------ EXCERPTED PASSAGE ------

The sharing of graphic and explicit images is often widely condemned, as many see this as both pointless and potentially psychologically damaging. After the attack, BBC Newsbeat collated tens of tweets by people angry that passersby took pictures instead of helping, with multiple users branding it “absolutely disgusting”.

Dr Kirwan explains that those near the scene may feel a “social responsibility” to share their knowledge, particularly in situations where there is a fear of media bias. It is also important to remember that shock and panic can make us behave differently than we normally would.

Yet the reason this behaviour often jars is because we all know what motivates most of us to post on social media: attention. It is well-documented that Likes and Shares give us a psychological boost, so it is hard to feel that this disappears in tragic circumstances. If we imagine someone is somehow “profiting” from posting traumatic images, this can inspire disgust. Fraustino even notes that posts with an image are significantly more likely to be clicked on, liked, or shared.

------ SOURCE MATERIAL ------

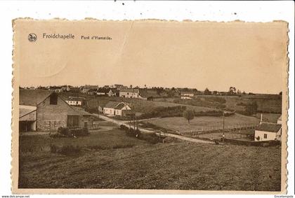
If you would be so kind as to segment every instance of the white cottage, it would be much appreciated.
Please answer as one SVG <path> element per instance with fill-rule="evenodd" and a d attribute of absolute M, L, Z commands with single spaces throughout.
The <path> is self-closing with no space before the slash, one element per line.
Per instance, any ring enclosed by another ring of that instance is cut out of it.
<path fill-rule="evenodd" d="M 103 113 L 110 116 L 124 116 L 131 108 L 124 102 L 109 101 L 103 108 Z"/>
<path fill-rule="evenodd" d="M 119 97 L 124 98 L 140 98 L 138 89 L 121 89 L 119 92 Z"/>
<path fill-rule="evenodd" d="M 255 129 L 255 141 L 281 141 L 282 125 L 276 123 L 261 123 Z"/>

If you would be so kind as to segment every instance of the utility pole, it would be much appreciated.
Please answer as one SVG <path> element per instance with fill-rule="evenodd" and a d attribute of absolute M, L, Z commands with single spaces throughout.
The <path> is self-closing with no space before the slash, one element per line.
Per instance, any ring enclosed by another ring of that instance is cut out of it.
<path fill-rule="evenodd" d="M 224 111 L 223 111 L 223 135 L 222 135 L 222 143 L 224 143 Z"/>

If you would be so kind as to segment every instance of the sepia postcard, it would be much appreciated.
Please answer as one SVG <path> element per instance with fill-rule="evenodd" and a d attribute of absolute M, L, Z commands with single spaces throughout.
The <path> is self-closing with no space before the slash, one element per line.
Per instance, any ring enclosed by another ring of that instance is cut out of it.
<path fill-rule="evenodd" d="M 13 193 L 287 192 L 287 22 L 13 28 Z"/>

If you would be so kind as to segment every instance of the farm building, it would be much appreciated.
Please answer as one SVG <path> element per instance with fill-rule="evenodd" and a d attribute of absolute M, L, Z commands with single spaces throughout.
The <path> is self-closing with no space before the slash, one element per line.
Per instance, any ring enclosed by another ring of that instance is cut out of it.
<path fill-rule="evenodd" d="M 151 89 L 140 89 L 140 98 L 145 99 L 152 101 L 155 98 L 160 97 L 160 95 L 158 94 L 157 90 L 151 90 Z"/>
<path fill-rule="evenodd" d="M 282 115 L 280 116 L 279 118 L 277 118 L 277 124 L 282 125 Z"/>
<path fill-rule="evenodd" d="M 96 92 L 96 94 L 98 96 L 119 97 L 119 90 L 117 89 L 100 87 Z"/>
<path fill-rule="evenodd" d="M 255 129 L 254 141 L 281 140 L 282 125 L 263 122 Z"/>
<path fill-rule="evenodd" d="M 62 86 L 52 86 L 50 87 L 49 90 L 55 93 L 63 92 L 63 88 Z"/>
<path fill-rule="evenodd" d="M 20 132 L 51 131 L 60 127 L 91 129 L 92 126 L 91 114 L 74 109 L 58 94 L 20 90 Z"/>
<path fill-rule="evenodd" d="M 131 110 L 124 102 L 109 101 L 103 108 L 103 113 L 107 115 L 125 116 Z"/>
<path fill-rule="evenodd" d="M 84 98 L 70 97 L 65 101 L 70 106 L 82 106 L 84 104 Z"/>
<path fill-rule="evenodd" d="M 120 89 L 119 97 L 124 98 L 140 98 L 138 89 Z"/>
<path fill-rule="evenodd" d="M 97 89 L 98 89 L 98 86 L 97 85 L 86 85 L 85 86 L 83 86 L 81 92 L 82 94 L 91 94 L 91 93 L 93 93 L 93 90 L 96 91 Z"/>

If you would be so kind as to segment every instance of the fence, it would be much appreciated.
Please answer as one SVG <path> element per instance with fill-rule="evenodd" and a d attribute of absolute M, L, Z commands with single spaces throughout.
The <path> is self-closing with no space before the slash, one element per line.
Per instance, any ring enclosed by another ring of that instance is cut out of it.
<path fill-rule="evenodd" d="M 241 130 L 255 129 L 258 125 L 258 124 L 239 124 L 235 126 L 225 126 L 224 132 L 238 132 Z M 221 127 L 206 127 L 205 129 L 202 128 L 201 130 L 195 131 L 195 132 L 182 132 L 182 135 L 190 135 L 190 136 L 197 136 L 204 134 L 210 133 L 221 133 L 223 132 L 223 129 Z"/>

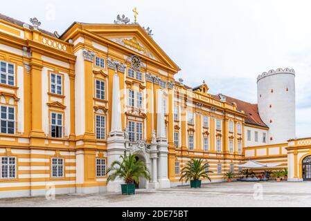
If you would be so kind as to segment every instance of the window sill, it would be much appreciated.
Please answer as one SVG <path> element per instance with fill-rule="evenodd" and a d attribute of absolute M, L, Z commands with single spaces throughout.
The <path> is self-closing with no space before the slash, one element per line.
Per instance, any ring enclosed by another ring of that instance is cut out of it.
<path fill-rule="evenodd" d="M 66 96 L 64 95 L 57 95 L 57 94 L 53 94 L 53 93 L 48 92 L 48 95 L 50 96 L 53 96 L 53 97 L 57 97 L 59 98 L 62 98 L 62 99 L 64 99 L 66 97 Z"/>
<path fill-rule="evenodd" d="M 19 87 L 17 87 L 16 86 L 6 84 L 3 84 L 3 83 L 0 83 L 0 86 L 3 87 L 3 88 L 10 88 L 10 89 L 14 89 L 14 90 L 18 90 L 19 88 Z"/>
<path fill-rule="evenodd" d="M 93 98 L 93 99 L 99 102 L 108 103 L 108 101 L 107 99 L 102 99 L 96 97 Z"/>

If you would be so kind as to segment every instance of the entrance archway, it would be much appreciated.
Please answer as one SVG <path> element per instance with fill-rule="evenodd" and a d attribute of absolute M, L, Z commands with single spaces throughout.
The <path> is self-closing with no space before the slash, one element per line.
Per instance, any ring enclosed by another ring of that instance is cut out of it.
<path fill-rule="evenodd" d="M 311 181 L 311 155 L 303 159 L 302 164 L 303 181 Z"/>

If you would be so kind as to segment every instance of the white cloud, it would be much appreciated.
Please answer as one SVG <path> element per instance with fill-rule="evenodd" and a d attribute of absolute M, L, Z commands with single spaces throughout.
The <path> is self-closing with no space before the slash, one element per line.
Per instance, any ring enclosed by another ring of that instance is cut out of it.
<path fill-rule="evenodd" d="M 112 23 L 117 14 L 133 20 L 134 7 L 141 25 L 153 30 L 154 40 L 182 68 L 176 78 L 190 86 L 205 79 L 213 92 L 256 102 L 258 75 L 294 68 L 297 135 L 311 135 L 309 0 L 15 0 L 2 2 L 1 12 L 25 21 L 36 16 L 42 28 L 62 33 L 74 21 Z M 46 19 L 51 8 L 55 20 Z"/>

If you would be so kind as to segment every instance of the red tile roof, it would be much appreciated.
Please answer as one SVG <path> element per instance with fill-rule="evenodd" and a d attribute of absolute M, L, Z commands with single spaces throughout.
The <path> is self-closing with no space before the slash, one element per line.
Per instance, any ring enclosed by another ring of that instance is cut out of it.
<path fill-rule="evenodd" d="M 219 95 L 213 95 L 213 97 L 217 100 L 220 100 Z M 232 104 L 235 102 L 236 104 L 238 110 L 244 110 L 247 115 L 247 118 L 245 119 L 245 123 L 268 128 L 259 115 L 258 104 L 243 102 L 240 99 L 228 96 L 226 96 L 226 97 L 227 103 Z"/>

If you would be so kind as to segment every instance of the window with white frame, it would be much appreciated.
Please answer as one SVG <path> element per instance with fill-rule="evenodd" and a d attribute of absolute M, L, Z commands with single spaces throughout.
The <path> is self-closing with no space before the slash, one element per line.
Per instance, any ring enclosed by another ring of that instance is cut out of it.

------

— WORK ITEM A —
Reproduce word for word part of the passage about sharing graphic images, starting at the words "The sharing of" and ending after the words "we normally would.".
— WORK ITEM B —
Pick up the passage about posting graphic images on social media after the last sentence shown and write what comes next.

— ANSWER A —
The sharing of graphic and explicit images is often widely condemned, as many see this as both pointless and potentially psychologically damaging. After the attack, BBC Newsbeat collated tens of tweets by people angry that passersby took pictures instead of helping, with multiple users branding it “absolutely disgusting”.

Dr Kirwan explains that those near the scene may feel a “social responsibility” to share their knowledge, particularly in situations where there is a fear of media bias. It is also important to remember that shock and panic can make us behave differently than we normally would.

— ANSWER B —
Yet, as Dr Kiwarn explains, Likes don’t simply make us happy on such occasions, they actually make us feel less alone. “In situations where people are sharing terrible information we may still appreciate likes, retweets, [and] shares as it helps to reinforce and validate our beliefs and position on the situation,” she says. “It tells us that others feel the same way, and so it is okay for us to feel this way.”

Fraustino also argues that these posts can be valuable, as they “can break through the noise and clutter and grab attention” and thereby bring awareness to a disaster issue. “As positive effects, emotion-evoking images can potentially increase empathy and motivation to contribute to relief efforts.”

The judgement

The common thread isn’t simply the accusation that such social media behaviours are “insensitive”, it is that there is an abundance of people ready to point the finger and criticise others, even – and especially – at a time when they should focus on their own grief. VICE writer Joel Golby sarcastically summed it up best in a single tweet: “please look out for my essay, 'Why Everyone's Reaction to the News is Imperfect (But My Own)', filed just now up this afternoon”.

“When already emotional other users see something which they don't perceive as quite right, they may use that opportunity to vent anger or frustration,” says Dr Kirwan, explaining that we are especially quick to judge the posts of people we don’t personally know. “We can be very quick to form opinions of others using very little information, and if our only information about a person is a post which we feel is inappropriate we will tend to form a stereotyped opinion of this individual as holding negative personality traits.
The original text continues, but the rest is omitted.